▶ **Work required**
Could you edit the rows below so that each "Carefully inspect" reads "Closely examine", with everything else left unchanged?

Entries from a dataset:
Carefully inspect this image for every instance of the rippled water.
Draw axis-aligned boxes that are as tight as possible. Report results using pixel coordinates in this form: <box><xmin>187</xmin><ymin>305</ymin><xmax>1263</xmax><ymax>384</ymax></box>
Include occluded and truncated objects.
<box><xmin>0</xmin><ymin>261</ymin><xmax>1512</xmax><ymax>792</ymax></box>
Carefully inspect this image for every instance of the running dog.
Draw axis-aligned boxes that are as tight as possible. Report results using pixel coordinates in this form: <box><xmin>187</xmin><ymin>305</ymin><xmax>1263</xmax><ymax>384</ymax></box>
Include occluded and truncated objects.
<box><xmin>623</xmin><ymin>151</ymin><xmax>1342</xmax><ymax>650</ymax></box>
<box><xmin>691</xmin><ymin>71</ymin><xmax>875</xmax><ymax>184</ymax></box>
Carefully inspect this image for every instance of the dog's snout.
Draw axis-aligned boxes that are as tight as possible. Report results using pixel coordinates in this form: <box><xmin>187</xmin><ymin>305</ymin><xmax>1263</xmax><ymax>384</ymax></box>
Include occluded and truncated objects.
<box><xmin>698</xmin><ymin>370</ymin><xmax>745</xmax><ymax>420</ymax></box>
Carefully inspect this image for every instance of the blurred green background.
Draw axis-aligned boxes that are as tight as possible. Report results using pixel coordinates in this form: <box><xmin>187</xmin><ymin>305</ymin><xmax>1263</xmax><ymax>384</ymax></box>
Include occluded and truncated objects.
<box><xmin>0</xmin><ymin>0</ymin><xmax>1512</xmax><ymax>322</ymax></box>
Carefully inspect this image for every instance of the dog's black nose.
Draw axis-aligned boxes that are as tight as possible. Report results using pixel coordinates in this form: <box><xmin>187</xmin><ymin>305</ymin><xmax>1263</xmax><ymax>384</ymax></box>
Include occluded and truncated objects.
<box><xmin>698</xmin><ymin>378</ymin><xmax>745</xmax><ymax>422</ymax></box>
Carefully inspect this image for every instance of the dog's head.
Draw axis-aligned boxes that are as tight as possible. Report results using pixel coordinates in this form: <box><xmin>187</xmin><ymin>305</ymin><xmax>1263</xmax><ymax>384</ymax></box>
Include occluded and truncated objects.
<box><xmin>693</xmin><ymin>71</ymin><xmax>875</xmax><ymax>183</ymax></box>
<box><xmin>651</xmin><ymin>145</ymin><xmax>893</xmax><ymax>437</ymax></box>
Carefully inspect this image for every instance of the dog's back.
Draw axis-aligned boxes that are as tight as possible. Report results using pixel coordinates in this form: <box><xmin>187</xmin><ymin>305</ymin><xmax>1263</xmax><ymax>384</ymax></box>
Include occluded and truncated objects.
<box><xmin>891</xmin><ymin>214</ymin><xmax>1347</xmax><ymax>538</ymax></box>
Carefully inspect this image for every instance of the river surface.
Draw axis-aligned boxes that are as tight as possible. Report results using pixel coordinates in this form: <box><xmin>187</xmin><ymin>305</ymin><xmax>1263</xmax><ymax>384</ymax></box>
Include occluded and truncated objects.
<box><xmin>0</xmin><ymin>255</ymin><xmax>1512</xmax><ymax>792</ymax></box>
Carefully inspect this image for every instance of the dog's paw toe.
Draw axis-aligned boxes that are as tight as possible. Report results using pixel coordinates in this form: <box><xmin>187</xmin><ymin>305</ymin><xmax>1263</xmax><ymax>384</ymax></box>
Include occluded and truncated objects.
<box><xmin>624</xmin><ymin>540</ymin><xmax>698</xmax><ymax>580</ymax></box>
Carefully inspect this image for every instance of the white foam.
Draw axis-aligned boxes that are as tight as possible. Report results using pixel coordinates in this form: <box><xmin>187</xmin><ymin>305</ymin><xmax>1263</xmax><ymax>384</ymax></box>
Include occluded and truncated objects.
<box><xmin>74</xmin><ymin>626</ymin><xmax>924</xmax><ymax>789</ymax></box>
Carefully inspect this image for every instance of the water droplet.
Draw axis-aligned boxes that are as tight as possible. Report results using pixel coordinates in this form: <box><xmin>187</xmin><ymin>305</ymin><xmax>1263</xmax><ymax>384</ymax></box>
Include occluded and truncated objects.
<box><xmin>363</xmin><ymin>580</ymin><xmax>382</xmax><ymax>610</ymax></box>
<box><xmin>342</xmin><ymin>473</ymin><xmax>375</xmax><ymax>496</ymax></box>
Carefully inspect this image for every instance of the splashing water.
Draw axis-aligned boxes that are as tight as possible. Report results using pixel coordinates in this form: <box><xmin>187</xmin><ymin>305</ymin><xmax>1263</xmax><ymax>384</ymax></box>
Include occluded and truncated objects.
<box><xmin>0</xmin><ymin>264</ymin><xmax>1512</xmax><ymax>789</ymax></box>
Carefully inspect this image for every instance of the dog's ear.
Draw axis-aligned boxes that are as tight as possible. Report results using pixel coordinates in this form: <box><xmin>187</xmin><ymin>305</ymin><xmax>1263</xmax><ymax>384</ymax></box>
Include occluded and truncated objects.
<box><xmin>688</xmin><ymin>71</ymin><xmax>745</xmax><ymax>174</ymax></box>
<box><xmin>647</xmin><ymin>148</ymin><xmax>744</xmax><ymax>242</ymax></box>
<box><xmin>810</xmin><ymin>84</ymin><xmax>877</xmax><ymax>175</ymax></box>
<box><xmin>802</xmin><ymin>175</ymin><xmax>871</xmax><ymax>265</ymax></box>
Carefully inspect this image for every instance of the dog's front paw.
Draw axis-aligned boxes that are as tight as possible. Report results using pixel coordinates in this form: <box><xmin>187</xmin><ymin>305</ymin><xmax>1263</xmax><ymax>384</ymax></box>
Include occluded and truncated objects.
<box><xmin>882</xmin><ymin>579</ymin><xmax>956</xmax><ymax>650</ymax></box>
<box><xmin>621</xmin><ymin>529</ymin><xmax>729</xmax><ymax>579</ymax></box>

▶ **Expected answer**
Closely examine this image for every instance of the rippled water.
Draw axis-aligned boxes that are as tight as possible. Report results using pixel coordinates in this form: <box><xmin>187</xmin><ymin>305</ymin><xmax>1263</xmax><ymax>384</ymax></box>
Include occluded and truncated objects.
<box><xmin>0</xmin><ymin>261</ymin><xmax>1512</xmax><ymax>792</ymax></box>
Closely examine this image for every instance of the running dog.
Draw axis-aligned boxes that are as tight as possible. Report results using pixel coordinates in this form: <box><xmin>187</xmin><ymin>305</ymin><xmax>1263</xmax><ymax>384</ymax></box>
Include occluded and truncated objects.
<box><xmin>623</xmin><ymin>151</ymin><xmax>1342</xmax><ymax>650</ymax></box>
<box><xmin>691</xmin><ymin>71</ymin><xmax>875</xmax><ymax>184</ymax></box>
Closely examine this image for every instance of the dog's snout.
Draw axis-aligned boxes that are as tight as possible. Report results using pixel coordinates in this form: <box><xmin>187</xmin><ymin>305</ymin><xmax>1263</xmax><ymax>384</ymax></box>
Include occluded and truncated objects.
<box><xmin>698</xmin><ymin>370</ymin><xmax>745</xmax><ymax>420</ymax></box>
Closely examine this image for every instance of the blurred green background.
Draw axis-aligned boxes that are as tight as possible. Report results using pixel coordinates in this form: <box><xmin>187</xmin><ymin>305</ymin><xmax>1263</xmax><ymax>384</ymax></box>
Include occluded and truncated objects.
<box><xmin>0</xmin><ymin>0</ymin><xmax>1512</xmax><ymax>322</ymax></box>
Closely examine this image for every instance of the dog's black nose.
Draw axis-aligned boxes that are as tight as possible. Report results using pixel coordinates in this form: <box><xmin>187</xmin><ymin>305</ymin><xmax>1263</xmax><ymax>384</ymax></box>
Include occluded and truncated objects.
<box><xmin>698</xmin><ymin>378</ymin><xmax>745</xmax><ymax>422</ymax></box>
Closely examine this image for every instance of the dog's head.
Draw axis-aligned boxes that are as tight as possible. Report results using pixel coordinates in this form: <box><xmin>187</xmin><ymin>305</ymin><xmax>1263</xmax><ymax>384</ymax></box>
Include occluded and truncated objects.
<box><xmin>693</xmin><ymin>71</ymin><xmax>875</xmax><ymax>183</ymax></box>
<box><xmin>651</xmin><ymin>145</ymin><xmax>893</xmax><ymax>437</ymax></box>
Closely examine this image for every instance of the dog's back.
Draw axis-aligned boxes that are as tight as possible. Report results using pixel coordinates in this form: <box><xmin>187</xmin><ymin>305</ymin><xmax>1263</xmax><ymax>384</ymax></box>
Include occluded and truncated objects.
<box><xmin>891</xmin><ymin>214</ymin><xmax>1347</xmax><ymax>538</ymax></box>
Closely examine this image for every instance of the river surface.
Draw axis-aligned boxes that are as tight as possible. Report results using pixel coordinates in this form: <box><xmin>187</xmin><ymin>305</ymin><xmax>1263</xmax><ymax>384</ymax></box>
Include occluded and truncated objects.
<box><xmin>0</xmin><ymin>255</ymin><xmax>1512</xmax><ymax>792</ymax></box>
Closely examine this image for every instance of the dog's paw toe.
Draw axis-aligned boxes that are as tight as possible. Report results using pixel coordinates in this form: <box><xmin>187</xmin><ymin>305</ymin><xmax>1263</xmax><ymax>384</ymax></box>
Include occluded and truncated objects.
<box><xmin>624</xmin><ymin>540</ymin><xmax>698</xmax><ymax>580</ymax></box>
Closely examine this image for every instance of the white foam.
Draw axis-aligned boxes that are as tight as possible. Report results using pixel coordinates in this form: <box><xmin>187</xmin><ymin>305</ymin><xmax>1263</xmax><ymax>384</ymax></box>
Include occluded and truncated objects.
<box><xmin>74</xmin><ymin>626</ymin><xmax>924</xmax><ymax>789</ymax></box>
Closely examine this image for every instance of the water droplet.
Draw axis-aligned boxes that are as tight as possible. Report results using pixel coordinates in this form: <box><xmin>187</xmin><ymin>305</ymin><xmax>1263</xmax><ymax>384</ymax></box>
Include occluded and truncated objects.
<box><xmin>363</xmin><ymin>580</ymin><xmax>382</xmax><ymax>610</ymax></box>
<box><xmin>342</xmin><ymin>473</ymin><xmax>375</xmax><ymax>496</ymax></box>
Closely examine this image for every instance of the splashing water.
Draw axis-aligned boxes that are as tight as possible. Report results using pixel coordinates in this form: <box><xmin>187</xmin><ymin>305</ymin><xmax>1263</xmax><ymax>384</ymax></box>
Include occluded and truncated objects.
<box><xmin>0</xmin><ymin>264</ymin><xmax>1512</xmax><ymax>789</ymax></box>
Closely examine this image for every instance of the dog's ear.
Draw axis-aligned boxes that are as tight as possible. Report results using pixel coordinates in this form: <box><xmin>187</xmin><ymin>305</ymin><xmax>1263</xmax><ymax>384</ymax></box>
Include occluded and truncated objects.
<box><xmin>688</xmin><ymin>71</ymin><xmax>745</xmax><ymax>174</ymax></box>
<box><xmin>647</xmin><ymin>148</ymin><xmax>744</xmax><ymax>242</ymax></box>
<box><xmin>810</xmin><ymin>84</ymin><xmax>877</xmax><ymax>175</ymax></box>
<box><xmin>802</xmin><ymin>175</ymin><xmax>871</xmax><ymax>265</ymax></box>
Closely examine this image for every instance of the dog's front paw.
Draw axis-aligned boxes that are as tight as possible. Report results using pixel coordinates in this form: <box><xmin>187</xmin><ymin>305</ymin><xmax>1263</xmax><ymax>384</ymax></box>
Include occluded and truncated objects.
<box><xmin>882</xmin><ymin>579</ymin><xmax>956</xmax><ymax>650</ymax></box>
<box><xmin>621</xmin><ymin>529</ymin><xmax>729</xmax><ymax>579</ymax></box>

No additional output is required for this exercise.